# START OF DOCUMENT EXCERPT
JurisdictionUnited States
Mining Law

Chapter 11

[Page 11-1]


Darrell W. Podowski
Jennifer Poirier
Cassels Brock & Blackwell LLP
Vancouver, BC

DARRELL W. PODOWSKI is a partner in the Business Law and Mining Groups at Cassels Brock & Blackwell LLP. Darrell advises mining, industrial, entertainment, technology, and biotechnology companies on going public transactions, corporate finance, merger and acquisition transactions and general corporate commercial matters in Canada and internationally. Darrell also has seven years of experience as an exploration geophysicist with Amoco Canada Petroleum Company and four years of experience as in-house corporate counsel to Teck Resources Limited, an international diversified mining company. Darrell has developed a strong expertise in negotiating complex purchase and sale transactions, international earn-in and farm out transactions, property option agreements, royalty agreements, strategic alliances, off-take and concentrate sale agreements, joint venture transactions and joint operating agreements. He is recognized as a leader in his field by Chambers Global, Chambers Canada, Lexpert and Best Lawyers. In addition, Darrell offers extensive experience with Latin America-related transactions and is regularly honoured as one of Latin America's "Top 100 Lawyers" by Latinvex.

JENNIFER POIRIER is a partner in the Securities and Mining Groups at Cassels Brock & Blackwell LLP. Jennifer offers experience acting for issuers and dealers in connection with public offerings, private placements and mergers and acquisitions. In addition, Jennifer advises private and public companies with respect to general corporate and securities laws issues, including corporate governance and continuous disclosure obligations. Jennifer also has experience coordinating and completing due diligence in a variety of industries and drafting and advising on a range of agreements, such as option agreements, memorandums of understanding, consulting agreements and partnership agreements. At Cassels, Jennifer serves on both the Women's Practice Development and the Student Committees.
# END OF DOCUMENT EXCERPT
# START OF DATA RECORDS
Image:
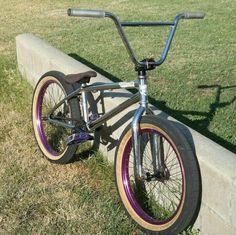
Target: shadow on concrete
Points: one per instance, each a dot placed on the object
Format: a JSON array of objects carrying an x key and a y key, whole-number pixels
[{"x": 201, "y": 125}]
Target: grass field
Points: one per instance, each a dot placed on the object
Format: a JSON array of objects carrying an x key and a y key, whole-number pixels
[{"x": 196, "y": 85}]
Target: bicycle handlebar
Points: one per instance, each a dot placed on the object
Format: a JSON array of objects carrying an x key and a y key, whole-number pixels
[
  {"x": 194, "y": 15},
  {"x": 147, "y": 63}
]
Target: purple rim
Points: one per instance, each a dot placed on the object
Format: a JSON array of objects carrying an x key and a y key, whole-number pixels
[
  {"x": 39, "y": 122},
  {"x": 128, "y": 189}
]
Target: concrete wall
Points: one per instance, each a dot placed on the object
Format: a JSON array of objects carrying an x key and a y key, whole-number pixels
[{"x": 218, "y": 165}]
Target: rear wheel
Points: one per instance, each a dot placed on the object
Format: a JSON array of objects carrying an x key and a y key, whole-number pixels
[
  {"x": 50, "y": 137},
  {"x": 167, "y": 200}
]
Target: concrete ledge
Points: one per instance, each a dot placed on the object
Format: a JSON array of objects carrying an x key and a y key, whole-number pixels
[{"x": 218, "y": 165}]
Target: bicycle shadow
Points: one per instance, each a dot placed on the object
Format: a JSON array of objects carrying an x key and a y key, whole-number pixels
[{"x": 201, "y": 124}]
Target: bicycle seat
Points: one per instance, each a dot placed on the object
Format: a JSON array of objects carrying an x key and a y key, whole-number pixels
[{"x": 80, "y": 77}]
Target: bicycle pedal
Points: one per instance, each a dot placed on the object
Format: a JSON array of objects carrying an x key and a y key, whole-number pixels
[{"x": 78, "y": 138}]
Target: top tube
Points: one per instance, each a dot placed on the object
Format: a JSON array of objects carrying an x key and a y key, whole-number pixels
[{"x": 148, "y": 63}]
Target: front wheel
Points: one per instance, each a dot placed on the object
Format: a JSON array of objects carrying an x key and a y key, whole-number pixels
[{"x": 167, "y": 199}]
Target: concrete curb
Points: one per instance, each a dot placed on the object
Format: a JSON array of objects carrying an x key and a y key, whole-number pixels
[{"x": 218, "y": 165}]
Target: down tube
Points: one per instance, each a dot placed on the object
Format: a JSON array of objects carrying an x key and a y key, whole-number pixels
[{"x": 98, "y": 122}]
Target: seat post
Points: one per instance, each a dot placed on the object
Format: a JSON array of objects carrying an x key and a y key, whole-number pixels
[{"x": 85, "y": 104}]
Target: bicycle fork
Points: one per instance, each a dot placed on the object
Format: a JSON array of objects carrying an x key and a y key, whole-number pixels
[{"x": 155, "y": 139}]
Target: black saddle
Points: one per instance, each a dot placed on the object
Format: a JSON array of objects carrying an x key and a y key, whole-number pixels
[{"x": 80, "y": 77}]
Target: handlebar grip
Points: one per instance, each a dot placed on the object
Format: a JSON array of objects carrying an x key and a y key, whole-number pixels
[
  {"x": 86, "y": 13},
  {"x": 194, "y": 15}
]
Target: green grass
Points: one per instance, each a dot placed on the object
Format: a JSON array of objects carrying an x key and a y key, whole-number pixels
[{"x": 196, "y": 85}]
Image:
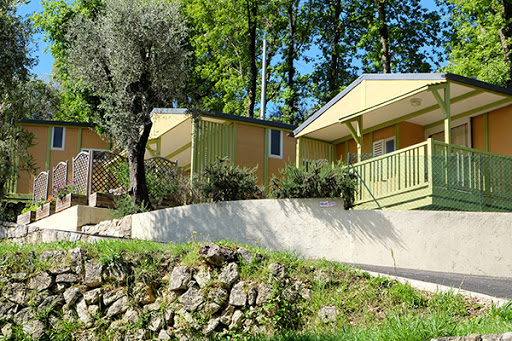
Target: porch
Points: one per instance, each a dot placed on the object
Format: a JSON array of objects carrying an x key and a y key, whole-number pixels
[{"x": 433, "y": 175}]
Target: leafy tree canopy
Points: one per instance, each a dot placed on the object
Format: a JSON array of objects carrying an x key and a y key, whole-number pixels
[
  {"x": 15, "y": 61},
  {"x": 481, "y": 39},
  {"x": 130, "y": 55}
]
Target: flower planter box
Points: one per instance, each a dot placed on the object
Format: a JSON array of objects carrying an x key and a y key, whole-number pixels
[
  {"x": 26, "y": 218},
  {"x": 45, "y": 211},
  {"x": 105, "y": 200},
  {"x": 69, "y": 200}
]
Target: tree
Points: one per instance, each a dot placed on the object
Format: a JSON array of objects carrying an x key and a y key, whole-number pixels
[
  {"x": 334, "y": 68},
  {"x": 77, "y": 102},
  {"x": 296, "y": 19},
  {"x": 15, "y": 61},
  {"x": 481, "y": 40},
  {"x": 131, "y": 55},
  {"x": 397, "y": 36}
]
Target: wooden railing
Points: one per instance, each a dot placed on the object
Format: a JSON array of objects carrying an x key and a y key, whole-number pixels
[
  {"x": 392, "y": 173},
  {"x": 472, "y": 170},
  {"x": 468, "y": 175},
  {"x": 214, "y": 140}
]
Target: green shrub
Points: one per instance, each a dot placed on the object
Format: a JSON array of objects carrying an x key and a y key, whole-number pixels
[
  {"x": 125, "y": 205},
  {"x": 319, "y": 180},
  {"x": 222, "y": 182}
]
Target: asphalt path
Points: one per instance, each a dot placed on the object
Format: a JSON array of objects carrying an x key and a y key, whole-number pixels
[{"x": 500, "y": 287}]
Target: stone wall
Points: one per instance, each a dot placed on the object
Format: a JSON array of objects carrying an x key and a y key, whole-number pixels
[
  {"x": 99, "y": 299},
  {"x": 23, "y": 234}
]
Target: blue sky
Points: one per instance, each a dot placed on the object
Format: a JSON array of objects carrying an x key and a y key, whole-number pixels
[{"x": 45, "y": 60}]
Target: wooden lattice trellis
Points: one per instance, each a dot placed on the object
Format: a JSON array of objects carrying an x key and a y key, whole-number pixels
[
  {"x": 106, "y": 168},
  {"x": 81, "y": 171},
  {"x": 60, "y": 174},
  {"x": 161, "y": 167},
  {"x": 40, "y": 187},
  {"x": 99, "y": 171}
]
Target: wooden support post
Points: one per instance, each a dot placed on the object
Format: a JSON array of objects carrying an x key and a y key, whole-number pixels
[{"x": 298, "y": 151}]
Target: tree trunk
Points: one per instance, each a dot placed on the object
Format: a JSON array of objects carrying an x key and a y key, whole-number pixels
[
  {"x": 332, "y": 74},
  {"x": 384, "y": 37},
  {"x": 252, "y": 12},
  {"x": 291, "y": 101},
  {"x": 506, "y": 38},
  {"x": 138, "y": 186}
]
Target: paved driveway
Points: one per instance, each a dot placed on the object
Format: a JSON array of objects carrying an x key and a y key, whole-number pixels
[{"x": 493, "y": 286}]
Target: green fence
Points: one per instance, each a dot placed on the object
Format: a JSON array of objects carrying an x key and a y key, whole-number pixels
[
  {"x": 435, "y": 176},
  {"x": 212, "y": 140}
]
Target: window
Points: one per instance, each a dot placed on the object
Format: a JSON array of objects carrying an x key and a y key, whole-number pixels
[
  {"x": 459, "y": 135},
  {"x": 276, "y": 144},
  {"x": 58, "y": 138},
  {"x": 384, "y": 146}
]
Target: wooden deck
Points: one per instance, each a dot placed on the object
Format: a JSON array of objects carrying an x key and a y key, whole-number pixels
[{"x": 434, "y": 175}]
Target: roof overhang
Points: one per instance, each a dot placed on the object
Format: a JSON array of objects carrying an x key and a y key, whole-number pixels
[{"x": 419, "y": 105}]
# END OF DATA RECORDS
▶ _SET PROBLEM_:
In one to three sentences, use the mining law author biographies to explain what experience Darrell W. Podowski has apart from his partnership at Cassels Brock & Blackwell LLP. These records have nothing to do with the mining law author biographies.

▶ _CORRECT RESPONSE_:
He has seven years of experience as an exploration geophysicist with Amoco Canada Petroleum Company. He also spent four years as in-house corporate counsel to Teck Resources Limited, described as an international diversified mining company.